# [Aim]
Can you copy, word for word, the part of the Columbus passage that opens with the words containing "Cristóbol Colón is" and closes with "is now Spain."?

# [Source extract]
-*-

Cristóbol Colón is the Spanish name of the Italian merchant and explorer Cristoforo Colombo, the guy we Americans know as Christopher Columbus. Technically he was not Italian, as Italy as a country did not exist when Columbus was born in 1451 (or thereabouts). He was Genoese, born in the kingdom of Genoa, which is now part of Italy. He went to sea sometime after 1473, settled in Portugal for awhile, and by 1485 was living in Castilla, a kingdom in what is now Spain.
I am intrigued with Columbus’s story, which is incomplete at best. There are so many gaps and contradictions in his life history and so many theories of what really happened; we can only go by a consensus of what historians have unravelled. One thing seems clear: He is not the hero we were taught he was in school.

-*-

# [Rows]
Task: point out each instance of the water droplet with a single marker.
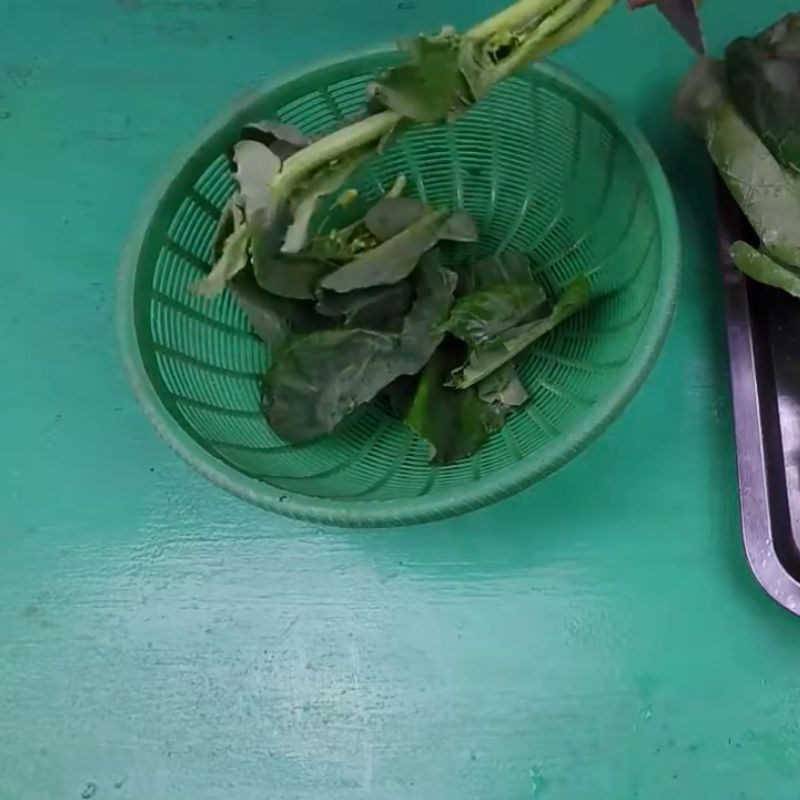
(538, 781)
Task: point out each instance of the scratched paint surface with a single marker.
(597, 637)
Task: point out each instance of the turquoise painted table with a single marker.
(597, 637)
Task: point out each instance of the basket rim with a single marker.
(398, 512)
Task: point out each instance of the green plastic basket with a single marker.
(546, 166)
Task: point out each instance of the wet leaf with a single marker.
(499, 270)
(503, 387)
(380, 308)
(768, 194)
(318, 379)
(763, 76)
(306, 198)
(392, 215)
(760, 267)
(274, 319)
(457, 422)
(429, 89)
(460, 227)
(485, 360)
(283, 140)
(391, 261)
(481, 316)
(293, 277)
(233, 259)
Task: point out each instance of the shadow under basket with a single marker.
(545, 166)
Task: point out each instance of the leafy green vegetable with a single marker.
(391, 261)
(232, 261)
(390, 216)
(767, 194)
(306, 198)
(503, 387)
(485, 360)
(380, 307)
(274, 319)
(760, 267)
(318, 379)
(481, 316)
(763, 75)
(283, 140)
(364, 310)
(295, 277)
(457, 422)
(448, 72)
(431, 87)
(459, 227)
(494, 271)
(524, 32)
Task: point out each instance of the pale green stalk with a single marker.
(512, 18)
(335, 145)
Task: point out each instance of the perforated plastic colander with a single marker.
(545, 166)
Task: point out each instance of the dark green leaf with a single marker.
(768, 194)
(294, 277)
(317, 380)
(460, 227)
(379, 308)
(503, 387)
(481, 316)
(272, 318)
(306, 198)
(760, 267)
(766, 87)
(392, 215)
(457, 422)
(494, 271)
(431, 87)
(484, 361)
(391, 261)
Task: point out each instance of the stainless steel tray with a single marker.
(764, 347)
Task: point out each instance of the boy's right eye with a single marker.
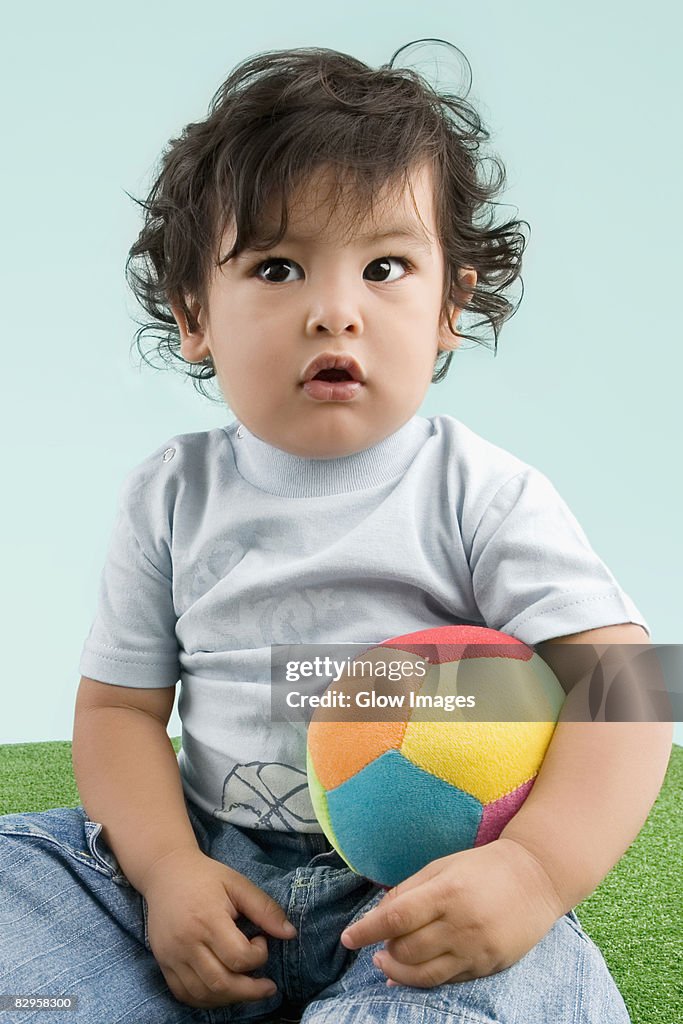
(278, 262)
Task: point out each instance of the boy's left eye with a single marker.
(383, 263)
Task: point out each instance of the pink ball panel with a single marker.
(498, 813)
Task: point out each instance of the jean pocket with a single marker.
(101, 853)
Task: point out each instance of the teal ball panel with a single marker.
(412, 818)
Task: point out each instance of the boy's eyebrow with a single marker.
(393, 231)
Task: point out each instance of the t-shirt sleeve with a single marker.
(535, 573)
(132, 640)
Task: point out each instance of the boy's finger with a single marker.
(236, 951)
(396, 914)
(254, 903)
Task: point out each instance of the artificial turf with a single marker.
(635, 915)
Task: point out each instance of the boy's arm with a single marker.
(127, 773)
(598, 780)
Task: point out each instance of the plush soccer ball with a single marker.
(465, 727)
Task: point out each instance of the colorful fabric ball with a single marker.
(392, 796)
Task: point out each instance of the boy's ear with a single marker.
(193, 342)
(467, 279)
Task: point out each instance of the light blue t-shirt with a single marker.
(225, 545)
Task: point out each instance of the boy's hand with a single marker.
(193, 902)
(462, 916)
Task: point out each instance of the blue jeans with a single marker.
(71, 924)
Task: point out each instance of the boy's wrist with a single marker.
(165, 862)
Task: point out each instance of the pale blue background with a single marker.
(583, 101)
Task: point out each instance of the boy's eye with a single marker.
(281, 266)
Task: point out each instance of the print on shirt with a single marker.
(272, 794)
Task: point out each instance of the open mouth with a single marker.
(333, 376)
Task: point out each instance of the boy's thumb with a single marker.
(254, 903)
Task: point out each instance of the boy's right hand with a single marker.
(193, 902)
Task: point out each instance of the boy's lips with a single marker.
(335, 360)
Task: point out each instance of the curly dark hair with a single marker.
(280, 116)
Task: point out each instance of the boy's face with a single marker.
(314, 294)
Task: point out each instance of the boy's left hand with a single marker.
(462, 916)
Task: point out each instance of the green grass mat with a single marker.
(634, 915)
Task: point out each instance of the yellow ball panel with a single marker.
(485, 759)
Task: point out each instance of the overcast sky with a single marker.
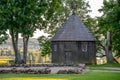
(95, 5)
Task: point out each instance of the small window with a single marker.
(84, 47)
(55, 47)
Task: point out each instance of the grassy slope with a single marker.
(88, 76)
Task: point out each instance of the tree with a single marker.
(59, 14)
(109, 26)
(21, 16)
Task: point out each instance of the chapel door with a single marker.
(67, 57)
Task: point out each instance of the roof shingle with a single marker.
(73, 30)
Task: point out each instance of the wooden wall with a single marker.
(74, 52)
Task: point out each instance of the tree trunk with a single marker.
(14, 36)
(109, 54)
(25, 47)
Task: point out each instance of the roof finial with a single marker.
(74, 6)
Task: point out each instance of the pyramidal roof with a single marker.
(73, 30)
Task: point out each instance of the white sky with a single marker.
(95, 5)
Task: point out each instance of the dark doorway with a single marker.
(67, 57)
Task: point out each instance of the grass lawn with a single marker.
(88, 76)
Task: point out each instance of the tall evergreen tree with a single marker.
(109, 26)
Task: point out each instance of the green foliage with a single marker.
(110, 21)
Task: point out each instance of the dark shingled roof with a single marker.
(73, 30)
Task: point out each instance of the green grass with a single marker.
(88, 76)
(107, 66)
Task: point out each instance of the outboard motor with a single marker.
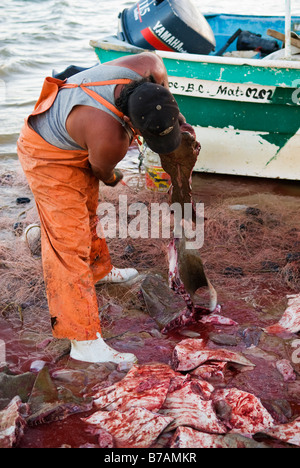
(250, 41)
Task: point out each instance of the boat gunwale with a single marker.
(185, 57)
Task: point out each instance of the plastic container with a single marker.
(156, 179)
(170, 25)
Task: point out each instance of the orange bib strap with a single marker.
(104, 102)
(97, 97)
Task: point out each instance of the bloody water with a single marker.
(254, 302)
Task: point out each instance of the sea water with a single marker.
(37, 36)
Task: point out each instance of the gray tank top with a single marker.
(51, 125)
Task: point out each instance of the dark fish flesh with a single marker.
(187, 406)
(289, 433)
(12, 423)
(290, 321)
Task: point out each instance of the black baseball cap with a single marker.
(154, 111)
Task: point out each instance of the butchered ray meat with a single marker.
(187, 406)
(144, 386)
(135, 428)
(192, 352)
(186, 437)
(12, 423)
(242, 412)
(289, 433)
(290, 321)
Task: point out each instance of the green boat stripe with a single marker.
(259, 117)
(234, 73)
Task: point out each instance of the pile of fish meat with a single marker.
(172, 406)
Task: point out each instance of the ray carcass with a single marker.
(180, 164)
(144, 386)
(192, 353)
(289, 433)
(290, 321)
(190, 405)
(186, 270)
(133, 428)
(12, 423)
(242, 412)
(186, 437)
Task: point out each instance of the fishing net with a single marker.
(251, 240)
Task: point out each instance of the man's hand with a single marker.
(115, 179)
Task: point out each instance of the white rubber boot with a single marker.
(119, 275)
(98, 351)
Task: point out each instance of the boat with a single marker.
(245, 109)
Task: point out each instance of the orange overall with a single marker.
(66, 194)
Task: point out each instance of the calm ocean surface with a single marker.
(37, 36)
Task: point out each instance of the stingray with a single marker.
(192, 353)
(180, 164)
(187, 273)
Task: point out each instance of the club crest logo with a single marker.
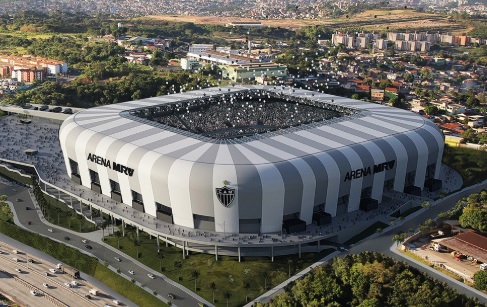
(225, 195)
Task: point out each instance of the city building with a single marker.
(200, 47)
(170, 157)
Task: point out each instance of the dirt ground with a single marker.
(463, 268)
(369, 20)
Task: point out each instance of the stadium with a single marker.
(251, 159)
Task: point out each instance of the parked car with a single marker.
(56, 109)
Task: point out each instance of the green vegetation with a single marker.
(201, 271)
(397, 213)
(5, 212)
(125, 287)
(474, 213)
(470, 163)
(57, 250)
(369, 279)
(443, 271)
(82, 262)
(376, 227)
(14, 176)
(57, 213)
(480, 279)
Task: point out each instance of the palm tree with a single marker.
(265, 276)
(137, 244)
(161, 256)
(178, 265)
(195, 274)
(289, 262)
(103, 226)
(118, 234)
(247, 288)
(213, 288)
(227, 295)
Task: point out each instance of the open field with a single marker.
(369, 20)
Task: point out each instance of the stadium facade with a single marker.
(235, 180)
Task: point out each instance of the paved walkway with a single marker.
(381, 242)
(51, 167)
(162, 284)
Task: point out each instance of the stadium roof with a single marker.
(372, 123)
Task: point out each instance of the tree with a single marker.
(480, 280)
(399, 237)
(195, 274)
(178, 265)
(265, 275)
(161, 256)
(247, 288)
(118, 234)
(426, 204)
(103, 225)
(227, 295)
(289, 262)
(213, 288)
(470, 136)
(474, 216)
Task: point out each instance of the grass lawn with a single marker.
(125, 287)
(367, 232)
(58, 213)
(227, 273)
(396, 214)
(470, 163)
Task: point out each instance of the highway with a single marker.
(161, 284)
(184, 297)
(20, 277)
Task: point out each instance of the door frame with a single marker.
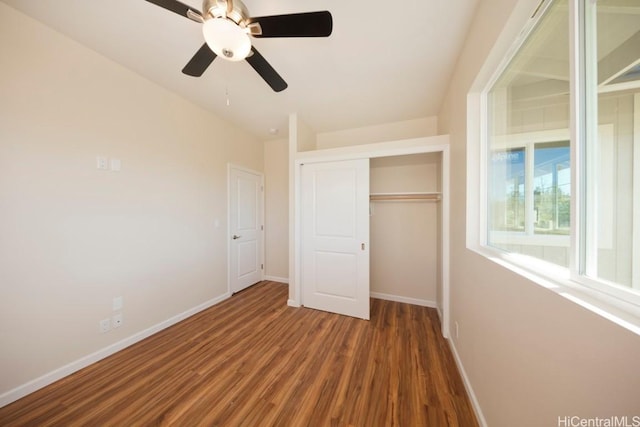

-*-

# [Expected output]
Cristóbol Colón is the Spanish name of the Italian merchant and explorer Cristoforo Colombo, the guy we Americans know as Christopher Columbus. Technically he was not Italian, as Italy as a country did not exist when Columbus was born in 1451 (or thereabouts). He was Genoese, born in the kingdom of Genoa, which is now part of Italy. He went to sea sometime after 1473, settled in Portugal for awhile, and by 1485 was living in Castilla, a kingdom in what is now Spain.